• ABOUT THIS TASK
Your answer should be an exact copy of the lines from the start of the entries to the line containing "Question: What bounding box encloses the purple flower", both included.

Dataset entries

━━━━━━━━━━━━━━━━━━━━

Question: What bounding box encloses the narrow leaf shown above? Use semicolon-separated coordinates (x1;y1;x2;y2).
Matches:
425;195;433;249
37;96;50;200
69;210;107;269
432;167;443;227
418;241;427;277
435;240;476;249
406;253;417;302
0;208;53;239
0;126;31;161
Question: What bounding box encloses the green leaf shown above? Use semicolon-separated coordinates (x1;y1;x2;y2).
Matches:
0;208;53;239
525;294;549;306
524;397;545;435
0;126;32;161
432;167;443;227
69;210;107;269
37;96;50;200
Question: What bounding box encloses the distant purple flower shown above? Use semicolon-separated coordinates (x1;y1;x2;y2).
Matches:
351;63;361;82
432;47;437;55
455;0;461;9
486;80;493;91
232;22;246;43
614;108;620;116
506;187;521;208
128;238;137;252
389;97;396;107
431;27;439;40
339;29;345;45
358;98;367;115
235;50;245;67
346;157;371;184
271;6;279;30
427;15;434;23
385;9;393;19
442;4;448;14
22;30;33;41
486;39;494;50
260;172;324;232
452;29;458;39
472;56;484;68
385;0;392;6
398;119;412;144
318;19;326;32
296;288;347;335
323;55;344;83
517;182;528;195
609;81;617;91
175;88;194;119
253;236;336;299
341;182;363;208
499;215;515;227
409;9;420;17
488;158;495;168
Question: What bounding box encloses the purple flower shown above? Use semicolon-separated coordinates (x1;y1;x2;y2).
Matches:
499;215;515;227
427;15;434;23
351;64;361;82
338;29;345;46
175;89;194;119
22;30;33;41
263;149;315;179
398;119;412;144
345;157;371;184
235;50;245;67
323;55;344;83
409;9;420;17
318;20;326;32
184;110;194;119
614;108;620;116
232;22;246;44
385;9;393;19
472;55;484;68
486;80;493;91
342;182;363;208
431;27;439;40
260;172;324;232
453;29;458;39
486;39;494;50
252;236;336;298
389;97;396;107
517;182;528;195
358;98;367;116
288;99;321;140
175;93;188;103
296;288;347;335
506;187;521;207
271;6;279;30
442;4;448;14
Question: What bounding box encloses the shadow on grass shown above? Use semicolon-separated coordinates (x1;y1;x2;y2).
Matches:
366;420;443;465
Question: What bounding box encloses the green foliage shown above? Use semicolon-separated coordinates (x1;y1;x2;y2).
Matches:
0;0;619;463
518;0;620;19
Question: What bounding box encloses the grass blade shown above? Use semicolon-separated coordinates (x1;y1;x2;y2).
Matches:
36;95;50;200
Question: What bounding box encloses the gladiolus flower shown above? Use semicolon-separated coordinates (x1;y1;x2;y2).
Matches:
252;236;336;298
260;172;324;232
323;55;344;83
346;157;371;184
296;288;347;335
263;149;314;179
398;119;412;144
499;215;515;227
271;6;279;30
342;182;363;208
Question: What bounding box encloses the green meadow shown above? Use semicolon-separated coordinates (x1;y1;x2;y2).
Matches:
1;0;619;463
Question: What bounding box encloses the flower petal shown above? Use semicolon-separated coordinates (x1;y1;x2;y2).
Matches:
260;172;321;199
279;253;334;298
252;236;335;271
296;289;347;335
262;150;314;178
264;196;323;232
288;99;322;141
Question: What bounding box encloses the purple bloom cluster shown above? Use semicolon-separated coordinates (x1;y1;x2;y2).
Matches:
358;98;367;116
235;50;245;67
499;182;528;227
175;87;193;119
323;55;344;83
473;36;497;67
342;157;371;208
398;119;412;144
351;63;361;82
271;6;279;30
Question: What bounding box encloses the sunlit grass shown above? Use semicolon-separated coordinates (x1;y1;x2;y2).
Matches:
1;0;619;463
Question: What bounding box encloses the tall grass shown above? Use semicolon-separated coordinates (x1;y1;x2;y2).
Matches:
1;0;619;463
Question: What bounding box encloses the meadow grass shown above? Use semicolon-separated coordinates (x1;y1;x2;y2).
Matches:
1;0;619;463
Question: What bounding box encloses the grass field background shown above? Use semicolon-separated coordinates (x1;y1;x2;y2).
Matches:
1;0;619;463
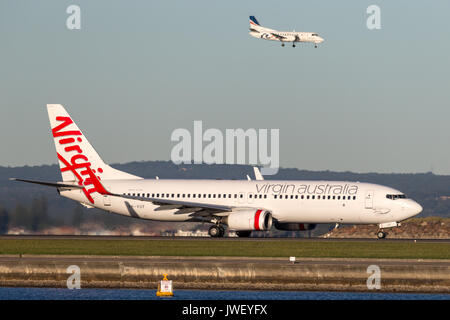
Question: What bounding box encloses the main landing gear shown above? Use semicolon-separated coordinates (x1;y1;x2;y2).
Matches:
292;43;296;48
208;225;225;238
281;43;285;47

━━━━━━━━━━━━━━━━━━━━

• RESPONSE
Question: What bounding box encloses the narrow leaf shown above? Use semicolon-separated coordinates (x1;y1;x2;y2).
Matches:
425;195;433;249
37;96;50;200
69;210;107;269
432;167;443;227
418;241;427;277
435;240;476;249
406;253;417;302
0;208;53;239
0;126;31;161
Question: What bounding box encloses the green leaf shown above? Use semicolon-separated coordinates (x1;y1;x2;y2).
Matches:
0;208;53;239
525;294;549;306
524;397;545;435
0;126;32;161
432;167;443;227
69;210;107;269
37;96;50;200
Question: What bounding box encloses the distant purple flower shown above? Use semicolon-separated coordinates (x1;y1;x2;y2).
Matches:
351;63;361;82
432;47;437;55
455;0;461;9
486;80;493;91
232;22;246;43
614;108;620;116
506;187;521;208
128;238;137;252
389;97;396;107
431;27;439;40
339;29;345;45
358;98;367;115
235;50;245;67
346;157;371;184
271;6;279;30
427;15;434;23
385;9;393;19
442;4;448;14
22;30;33;41
486;39;494;50
260;172;324;232
452;29;458;39
472;56;484;68
385;0;392;6
398;119;412;144
318;19;326;32
296;288;347;335
323;55;344;83
517;182;528;195
609;81;617;91
175;88;194;119
253;236;336;299
341;182;363;208
499;215;515;227
409;9;420;17
488;158;495;168
Question: What bounding box encloses the purple flower shown above? Use semicolon-separated coordinates (x1;y1;x2;y2).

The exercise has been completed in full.